- [Textauszug]
- - -

Was wir derzeit erleben, ist die ohnehin ständig beschriebene Radikalisierung der politischen Ränder. Weder scheint die ÖVP ein erfolgversprechendes Rezept gegen die Kickl-FPÖ zu haben, noch die SPÖ eine Idee davon, wie zukunftsfähige „Sozialdemokratie“ aussehen könnte. Deren „Wiederentdeckung“ der marxistischen Wurzeln mag in einer sich zunehmend emotional aufladenden Gesellschaft zwischen Klimawandel und Migrationswellen Prozentpunkte bei Umfragen und möglicherweise auch bei Wahlen bringen, mehr „Miteinander“ ist davon allerdings nicht zu erwarten.

Österreich neige zu einer „Politik der Gefühle“, so der Buchtitel eines höchst erfolgreichen Essays von Josef Haslinger zur sogenannten „Waldheimaffäre“ 1986.

- - -

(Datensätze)
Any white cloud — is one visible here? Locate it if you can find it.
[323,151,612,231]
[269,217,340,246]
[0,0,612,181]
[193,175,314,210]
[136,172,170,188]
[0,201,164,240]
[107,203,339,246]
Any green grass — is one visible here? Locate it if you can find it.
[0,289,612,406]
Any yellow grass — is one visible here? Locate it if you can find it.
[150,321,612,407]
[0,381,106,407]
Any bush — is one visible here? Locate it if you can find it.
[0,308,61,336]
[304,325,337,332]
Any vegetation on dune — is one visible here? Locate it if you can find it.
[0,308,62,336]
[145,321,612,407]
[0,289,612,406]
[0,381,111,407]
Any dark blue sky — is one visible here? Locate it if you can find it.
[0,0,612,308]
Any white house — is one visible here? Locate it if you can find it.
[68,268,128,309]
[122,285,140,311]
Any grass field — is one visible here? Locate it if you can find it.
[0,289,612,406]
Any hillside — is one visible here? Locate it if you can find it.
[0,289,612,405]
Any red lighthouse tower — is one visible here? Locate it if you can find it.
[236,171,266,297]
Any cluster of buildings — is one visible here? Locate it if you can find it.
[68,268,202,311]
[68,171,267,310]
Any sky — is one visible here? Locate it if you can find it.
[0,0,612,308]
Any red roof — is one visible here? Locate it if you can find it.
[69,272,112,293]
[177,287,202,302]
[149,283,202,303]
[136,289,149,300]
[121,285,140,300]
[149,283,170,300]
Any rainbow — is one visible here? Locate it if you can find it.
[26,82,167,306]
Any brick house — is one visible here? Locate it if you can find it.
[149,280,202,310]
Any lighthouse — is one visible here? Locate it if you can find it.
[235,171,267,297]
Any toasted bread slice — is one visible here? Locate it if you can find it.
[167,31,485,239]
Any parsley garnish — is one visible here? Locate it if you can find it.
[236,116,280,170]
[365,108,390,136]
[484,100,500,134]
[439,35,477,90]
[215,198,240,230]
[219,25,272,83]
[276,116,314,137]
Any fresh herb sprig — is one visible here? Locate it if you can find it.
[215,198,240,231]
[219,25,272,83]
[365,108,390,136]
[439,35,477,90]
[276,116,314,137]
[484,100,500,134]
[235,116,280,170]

- - -

- [Aufgabenstellung]
Schreiben Sie den Abschnitt des Textauszugs, der mit „Was wir derzeit“ beginnt und mit „nicht zu erwarten.“ endet, wortgetreu ab. Die Einträge werden für die Bearbeitung nicht benötigt.

- [Schriftliche Lösung]
Was wir derzeit erleben, ist die ohnehin ständig beschriebene Radikalisierung der politischen Ränder. Weder scheint die ÖVP ein erfolgversprechendes Rezept gegen die Kickl-FPÖ zu haben, noch die SPÖ eine Idee davon, wie zukunftsfähige „Sozialdemokratie“ aussehen könnte. Deren „Wiederentdeckung“ der marxistischen Wurzeln mag in einer sich zunehmend emotional aufladenden Gesellschaft zwischen Klimawandel und Migrationswellen Prozentpunkte bei Umfragen und möglicherweise auch bei Wahlen bringen, mehr „Miteinander“ ist davon allerdings nicht zu erwarten.